> **Provided passage**:
= = = = = = =
Kavli Affiliate: Xiang Zhang
| First 5 Authors: Xiang Zhang, Kai Wan, Hua Sun, Shiqiang Wang, Mingyue Ji
| Summary:
Secure aggregation is concerned with the task of securely uploading the
inputs of multiple users to an aggregation server without letting the server
know the inputs beyond their summation. It finds broad applications in
distributed machine learning paradigms such as federated learning (FL) where
multiple clients, each having access to a proprietary dataset, periodically
upload their locally trained models (abstracted as inputs) to a parameter
server which then generates an aggregate (e.g., averaged) model that is sent
back to the clients as an initializing point for a new round of local training.
= = = = = = =
> **What this exercise asks**:
1. Transcribe the part of the secure aggregation summary starting with "Kavli Affiliate: Xiang" and going on through "of local training.".
2. According to the secure aggregation summary, what do clients in federated learning periodically upload to the parameter server?
3. Take the secure aggregation summary further, continuing on from its final sentence.

> **Provided material**:
= = = = = = =
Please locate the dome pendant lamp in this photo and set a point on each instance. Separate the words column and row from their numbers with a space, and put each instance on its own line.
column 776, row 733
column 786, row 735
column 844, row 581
= = = = = = =
> **Results by task**:
1.
Kavli Affiliate: Xiang Zhang
| First 5 Authors: Xiang Zhang, Kai Wan, Hua Sun, Shiqiang Wang, Mingyue Ji
| Summary:
Secure aggregation is concerned with the task of securely uploading the
inputs of multiple users to an aggregation server without letting the server
know the inputs beyond their summation. It finds broad applications in
distributed machine learning paradigms such as federated learning (FL) where
multiple clients, each having access to a proprietary dataset, periodically
upload their locally trained models (abstracted as inputs) to a parameter
server which then generates an aggregate (e.g., averaged) model that is sent
back to the clients as an initializing point for a new round of local training.

2. Their locally trained models, abstracted as inputs.

3.
To enhance the data privacy of the clients, secure aggregation protocols are
developed using techniques from cryptography to ensure that the server infers
no more information of the users’ inputs beyond the desired aggregated input,
even if the server can collude with some users. Although laying the ground for
understanding the fundamental utility-security trade-off in secure aggregation,
the simple star client-server architecture cannot capture more complex network
architectures used in practical systems. Motivated by hierarchical federated
learning, we investigate the secure aggregation problem in a $3$-layer
hierarchical network consisting of clustered users connecting to an aggregation
server through an intermediate layer of relays. Besides the conventional server
security which requires that the server learns nothing beyond the desired sum
of inputs, relay security is also imposed so that the relays infer nothing
about the users’ inputs and remain oblivious. For such a hierarchical secure
aggregation (HSA) problem, we characterize the optimal multifaceted trade-off
between communication (in terms of user-to-relay and relay-to-server
communication rates) and secret key generation efficiency (in terms of
individual key and source key rates).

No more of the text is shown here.